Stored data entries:
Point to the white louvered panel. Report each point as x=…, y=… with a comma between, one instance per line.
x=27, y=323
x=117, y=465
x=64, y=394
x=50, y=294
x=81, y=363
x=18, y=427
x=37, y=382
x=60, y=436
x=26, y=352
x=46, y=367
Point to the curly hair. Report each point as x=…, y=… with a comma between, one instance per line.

> Exercise instructions: All the lines above should be written out once more, exactly.

> Output:
Point to the white louvered panel. Report each point as x=…, y=… with a comma between, one instance per line.
x=27, y=323
x=117, y=465
x=64, y=394
x=50, y=294
x=81, y=363
x=18, y=427
x=37, y=382
x=60, y=436
x=26, y=352
x=46, y=367
Point to the curly hair. Report each point as x=…, y=… with a comma between, one instance per line.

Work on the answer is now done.